▶ **Directions for this task**: In the interview below about the Manhattan office market, which area continues to dominate for office developers?

▶ **Extracted text**:
══════════════════════════════

There will also likely be an excess of large-block Class A product in the marketplace as we head into 2020-2022. Some examples are 2 Manhattan West, 2 Penn Plaza and 1 Madison Avenue.

What type of office assets are most in demand today?

Yormak: The most in demand assets are newly built, Class A boutique offices as well as interesting, historic buildings that have been restored with a fresh character but still contain the proper bones (e.g. high ceilings, big windows, excellent vertical transportation, self-controlled HVAC systems and green outdoor space).

Which areas in Manhattan are most attractive for office developers?

Yormak: Midtown South continues to dominate due to a large concentration of TAMI and other creative tenants. These tenants constitute the demand growth over the last decade, largely overtaking customary industries like finance, insurance and real estate.

Submarkets that are the most attractive have a great transportation system, amazing food/beverage/retail options, a concentration of like-minded companies creating a natural ecosystem in the area and buildings with character despite being somewhat older. Regarding the latter, some out-migration is occurring to the Class A, newly built product that is still located in popular areas like SoHo, such as Microsoft’s new offices at 300 Lafayette Street.

East End Capital’s portfolio includes assets in New York and Miami. What attracts you to these markets? Are you planning on expanding to other markets? Which ones?

══════════════════════════════

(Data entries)
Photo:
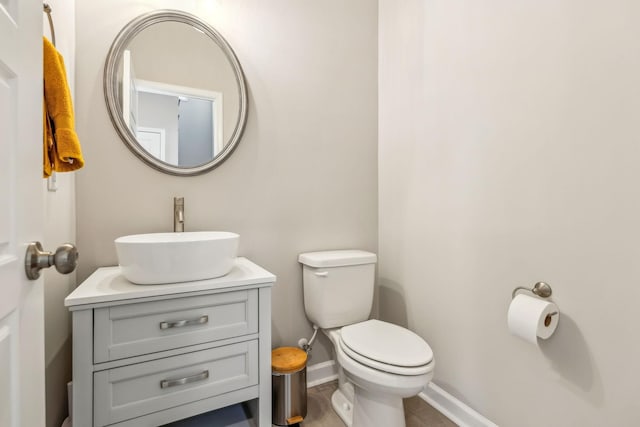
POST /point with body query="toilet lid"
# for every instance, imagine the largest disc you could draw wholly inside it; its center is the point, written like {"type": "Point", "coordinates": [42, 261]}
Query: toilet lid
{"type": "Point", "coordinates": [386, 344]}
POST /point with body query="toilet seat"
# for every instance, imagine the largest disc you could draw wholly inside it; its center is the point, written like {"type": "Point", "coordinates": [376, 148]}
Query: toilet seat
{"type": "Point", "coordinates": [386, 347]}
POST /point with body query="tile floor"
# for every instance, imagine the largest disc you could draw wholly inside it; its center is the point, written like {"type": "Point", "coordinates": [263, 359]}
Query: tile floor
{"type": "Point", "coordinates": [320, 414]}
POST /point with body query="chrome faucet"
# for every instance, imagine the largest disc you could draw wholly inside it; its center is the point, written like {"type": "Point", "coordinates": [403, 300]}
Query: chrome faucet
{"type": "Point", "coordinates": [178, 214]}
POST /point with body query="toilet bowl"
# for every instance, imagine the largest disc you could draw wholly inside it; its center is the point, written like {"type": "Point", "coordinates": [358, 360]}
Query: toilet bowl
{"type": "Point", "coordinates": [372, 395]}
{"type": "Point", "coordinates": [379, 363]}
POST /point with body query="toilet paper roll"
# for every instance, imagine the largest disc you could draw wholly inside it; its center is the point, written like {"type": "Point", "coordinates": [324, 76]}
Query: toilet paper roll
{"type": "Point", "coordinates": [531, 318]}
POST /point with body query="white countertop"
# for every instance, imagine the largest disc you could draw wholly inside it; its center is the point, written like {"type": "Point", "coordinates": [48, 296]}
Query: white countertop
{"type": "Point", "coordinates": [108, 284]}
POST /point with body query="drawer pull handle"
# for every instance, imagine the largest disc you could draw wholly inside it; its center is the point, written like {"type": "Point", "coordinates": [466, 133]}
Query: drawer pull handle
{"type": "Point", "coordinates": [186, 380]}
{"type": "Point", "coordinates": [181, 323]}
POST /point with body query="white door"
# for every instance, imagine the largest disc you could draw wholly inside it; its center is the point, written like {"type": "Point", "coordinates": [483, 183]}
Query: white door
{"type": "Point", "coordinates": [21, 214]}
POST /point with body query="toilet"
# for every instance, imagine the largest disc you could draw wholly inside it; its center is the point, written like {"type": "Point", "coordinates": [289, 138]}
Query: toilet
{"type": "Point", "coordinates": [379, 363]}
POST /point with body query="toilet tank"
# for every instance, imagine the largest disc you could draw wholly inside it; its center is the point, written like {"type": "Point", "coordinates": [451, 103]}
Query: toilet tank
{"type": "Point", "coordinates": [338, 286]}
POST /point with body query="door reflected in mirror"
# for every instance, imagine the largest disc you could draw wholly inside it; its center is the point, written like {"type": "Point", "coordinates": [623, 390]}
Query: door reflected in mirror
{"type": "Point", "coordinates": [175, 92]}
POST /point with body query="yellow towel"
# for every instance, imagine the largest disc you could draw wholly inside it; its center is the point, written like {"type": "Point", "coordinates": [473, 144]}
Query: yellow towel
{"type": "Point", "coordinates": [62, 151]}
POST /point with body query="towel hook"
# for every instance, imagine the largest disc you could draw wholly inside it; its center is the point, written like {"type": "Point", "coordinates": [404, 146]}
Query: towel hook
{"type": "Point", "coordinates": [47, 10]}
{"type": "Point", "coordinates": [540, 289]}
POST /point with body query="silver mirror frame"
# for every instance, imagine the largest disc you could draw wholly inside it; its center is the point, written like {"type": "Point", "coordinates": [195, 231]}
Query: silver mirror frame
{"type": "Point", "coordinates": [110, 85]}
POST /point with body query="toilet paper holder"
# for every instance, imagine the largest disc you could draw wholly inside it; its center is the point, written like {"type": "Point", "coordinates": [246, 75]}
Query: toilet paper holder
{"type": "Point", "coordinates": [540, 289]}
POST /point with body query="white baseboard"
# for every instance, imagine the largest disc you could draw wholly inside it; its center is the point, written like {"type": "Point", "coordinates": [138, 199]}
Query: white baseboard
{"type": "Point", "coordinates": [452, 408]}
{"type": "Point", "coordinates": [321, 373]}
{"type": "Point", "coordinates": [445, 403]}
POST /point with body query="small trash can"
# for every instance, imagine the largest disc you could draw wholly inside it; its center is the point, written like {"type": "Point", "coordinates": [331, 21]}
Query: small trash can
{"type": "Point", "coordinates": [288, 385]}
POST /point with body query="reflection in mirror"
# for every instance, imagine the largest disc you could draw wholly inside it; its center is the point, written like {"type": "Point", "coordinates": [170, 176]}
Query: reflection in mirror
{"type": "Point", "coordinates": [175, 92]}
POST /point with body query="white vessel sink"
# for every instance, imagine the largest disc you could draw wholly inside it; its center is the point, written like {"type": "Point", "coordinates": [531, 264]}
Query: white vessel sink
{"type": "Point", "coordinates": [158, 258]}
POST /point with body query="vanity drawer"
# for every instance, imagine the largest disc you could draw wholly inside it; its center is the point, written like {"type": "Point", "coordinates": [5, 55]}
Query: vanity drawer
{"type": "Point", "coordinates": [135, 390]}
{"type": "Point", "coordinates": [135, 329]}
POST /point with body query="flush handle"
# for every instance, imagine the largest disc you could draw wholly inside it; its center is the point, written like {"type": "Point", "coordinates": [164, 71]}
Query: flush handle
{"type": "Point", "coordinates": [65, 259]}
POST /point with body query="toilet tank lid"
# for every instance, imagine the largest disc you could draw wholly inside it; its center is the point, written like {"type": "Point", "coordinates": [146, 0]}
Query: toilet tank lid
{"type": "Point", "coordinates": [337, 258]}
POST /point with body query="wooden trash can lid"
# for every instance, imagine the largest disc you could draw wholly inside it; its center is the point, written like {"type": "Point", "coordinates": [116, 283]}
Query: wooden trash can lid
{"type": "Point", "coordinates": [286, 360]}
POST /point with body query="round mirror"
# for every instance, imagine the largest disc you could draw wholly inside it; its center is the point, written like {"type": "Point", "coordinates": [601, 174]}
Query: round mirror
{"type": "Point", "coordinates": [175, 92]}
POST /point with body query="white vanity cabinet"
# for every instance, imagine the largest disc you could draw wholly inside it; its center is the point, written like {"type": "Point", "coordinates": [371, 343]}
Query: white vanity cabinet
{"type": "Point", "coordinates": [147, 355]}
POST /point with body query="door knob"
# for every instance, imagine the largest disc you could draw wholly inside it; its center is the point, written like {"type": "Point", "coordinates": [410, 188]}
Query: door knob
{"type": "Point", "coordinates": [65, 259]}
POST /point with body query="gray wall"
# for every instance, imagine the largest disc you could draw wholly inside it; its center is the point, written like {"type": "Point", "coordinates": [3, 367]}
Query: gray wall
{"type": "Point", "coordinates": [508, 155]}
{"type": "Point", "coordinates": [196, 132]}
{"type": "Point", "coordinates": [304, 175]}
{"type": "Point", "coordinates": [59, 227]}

══════════════════════════════

▶ **Exercise result**: Midtown South